# WORK ORDER
If you see a picture in the data below, omit it and copy the rest exactly.

# DATA TO EXAMINE
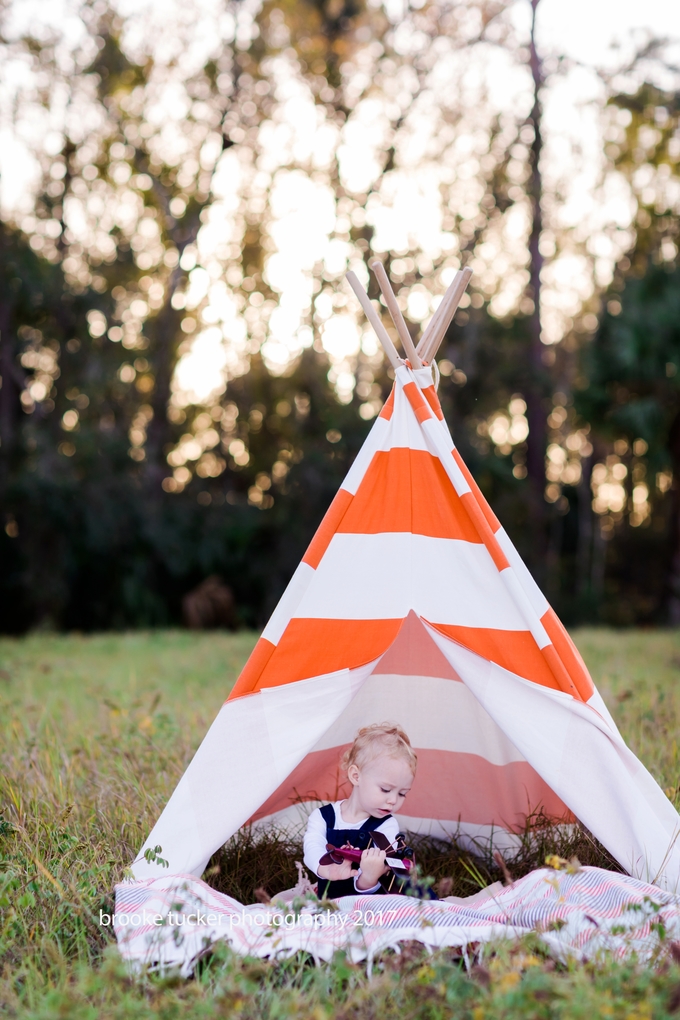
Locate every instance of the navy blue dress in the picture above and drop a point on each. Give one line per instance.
(359, 837)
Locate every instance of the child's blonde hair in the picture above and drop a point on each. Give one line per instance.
(381, 737)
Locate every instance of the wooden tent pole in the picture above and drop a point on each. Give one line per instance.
(431, 339)
(396, 312)
(374, 319)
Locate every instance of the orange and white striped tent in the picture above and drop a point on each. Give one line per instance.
(411, 604)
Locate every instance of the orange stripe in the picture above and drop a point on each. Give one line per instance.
(514, 650)
(408, 491)
(449, 786)
(416, 401)
(569, 654)
(310, 648)
(327, 528)
(250, 674)
(559, 670)
(388, 406)
(493, 521)
(484, 531)
(429, 393)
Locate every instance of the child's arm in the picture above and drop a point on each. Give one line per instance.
(315, 848)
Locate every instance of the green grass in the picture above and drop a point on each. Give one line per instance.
(94, 734)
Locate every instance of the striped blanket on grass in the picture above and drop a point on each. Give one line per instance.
(169, 922)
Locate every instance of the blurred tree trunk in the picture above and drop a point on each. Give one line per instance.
(536, 391)
(673, 577)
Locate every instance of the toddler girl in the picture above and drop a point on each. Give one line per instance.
(380, 765)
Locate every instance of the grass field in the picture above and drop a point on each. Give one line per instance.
(94, 734)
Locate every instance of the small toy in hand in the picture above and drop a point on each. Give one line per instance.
(400, 861)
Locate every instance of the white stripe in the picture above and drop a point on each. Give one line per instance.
(288, 603)
(405, 430)
(583, 761)
(251, 748)
(384, 575)
(374, 442)
(440, 447)
(437, 714)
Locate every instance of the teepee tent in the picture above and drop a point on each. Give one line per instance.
(411, 604)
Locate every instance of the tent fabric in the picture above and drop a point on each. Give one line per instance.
(412, 604)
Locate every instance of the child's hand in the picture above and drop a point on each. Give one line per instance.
(372, 867)
(335, 872)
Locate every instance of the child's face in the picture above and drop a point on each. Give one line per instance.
(381, 784)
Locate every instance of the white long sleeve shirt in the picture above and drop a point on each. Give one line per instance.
(315, 838)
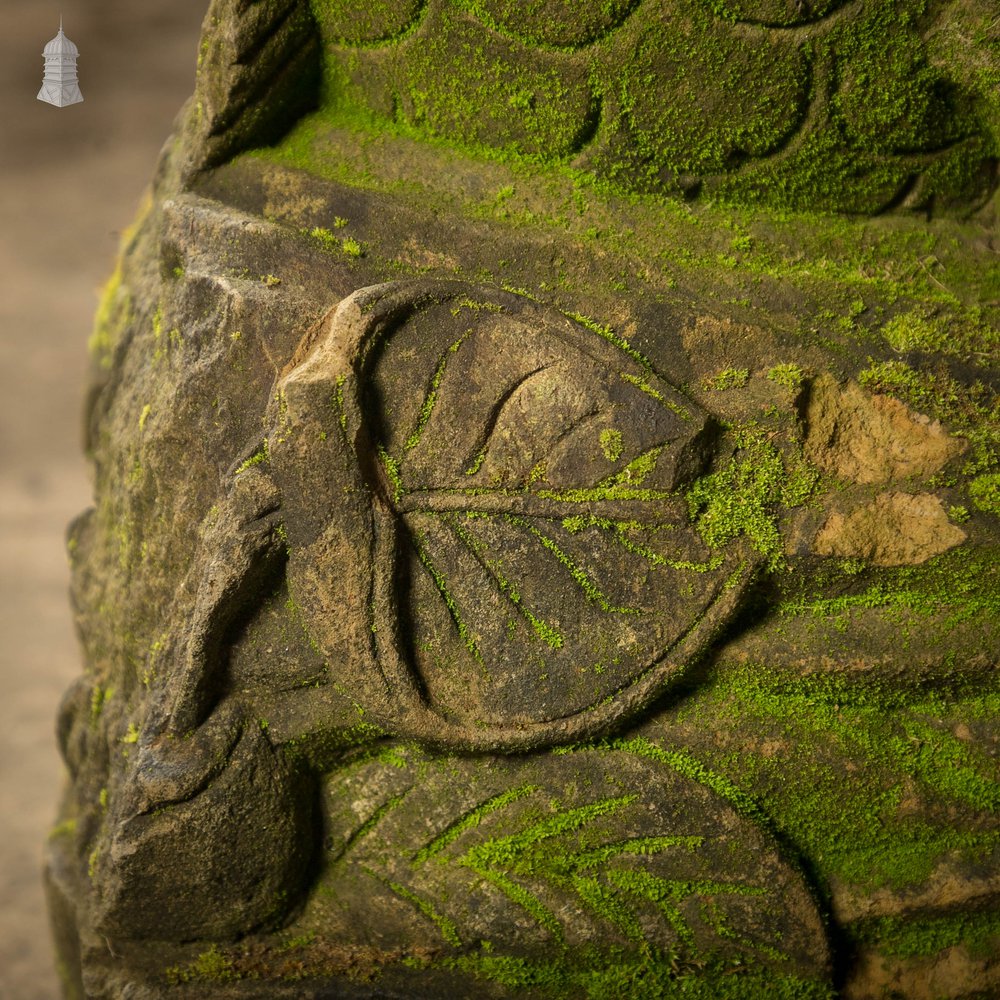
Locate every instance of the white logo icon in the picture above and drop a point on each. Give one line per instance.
(60, 86)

# EXPECTED ANSWER
Locate every instance of the navy blue dress in the picture above and drop a point on each. Give one line per instance.
(359, 837)
Locate every instance of the child's blonde hair in the picture above and drop a point on each. Give one line per instance.
(381, 737)
Locate every instance of the wooden tent pole in the picture above and drop a point on each. Give one line per instance.
(431, 339)
(396, 312)
(374, 319)
Locate every instance of the orange and white striped tent in the picture above and drop a point on each. Give one line per instance.
(411, 604)
Locate every instance of the orange stripe in the picture above and drop a point on each. Give one line per instance.
(514, 650)
(408, 491)
(449, 786)
(416, 401)
(569, 654)
(310, 648)
(327, 528)
(250, 674)
(559, 670)
(388, 406)
(493, 521)
(484, 531)
(429, 393)
Locate every instance of the child's arm in the picture above and drop a point on each. Give one line per instance.
(315, 848)
Locate every instance of the green grass in the picture above and drop a point on each. Give one line per instance.
(94, 734)
Locate every instance of the striped blanket on grass in the picture above and drop a point on each. Give one line per instance.
(169, 922)
Locate every instance of the blurred tree trunk in the picture above and drop a point on each. Give one line per instance.
(536, 391)
(673, 577)
Locate every instance of the toddler girl in the picture above and drop a point on each. Give one line per instance.
(380, 765)
Locate every instance of the grass field in the picture above and drop a point on each. Give one line per instance.
(94, 734)
Locate every instance of the small toy in hand in the picture above and drop a point on each. Give one line per instance.
(400, 861)
Locate every instance of the white stripe in the picture above and drop a point on each. Give one line per instance.
(288, 603)
(405, 430)
(583, 761)
(251, 748)
(384, 575)
(374, 442)
(440, 447)
(437, 714)
Locate every instance of the teepee tent in the picture above and drop a point on each. Give one line per instance.
(411, 604)
Locate every instance of the tent fabric in the picture above and drop a point on each. Give one line per instance.
(412, 604)
Locate every instance of the child's hand in the picture above and drop a point on each. Give one line per instance.
(372, 867)
(335, 872)
Locate every instance of the child's face in the picture above and drop a point on each. Give one line per instance.
(381, 784)
Locate every instance of the white long sleeve shirt in the picture above and drop a point on each. Give one line per instance.
(315, 838)
Locate every instance of the white logo icon in the picture above and drop a point on each. Give one line per instance.
(60, 86)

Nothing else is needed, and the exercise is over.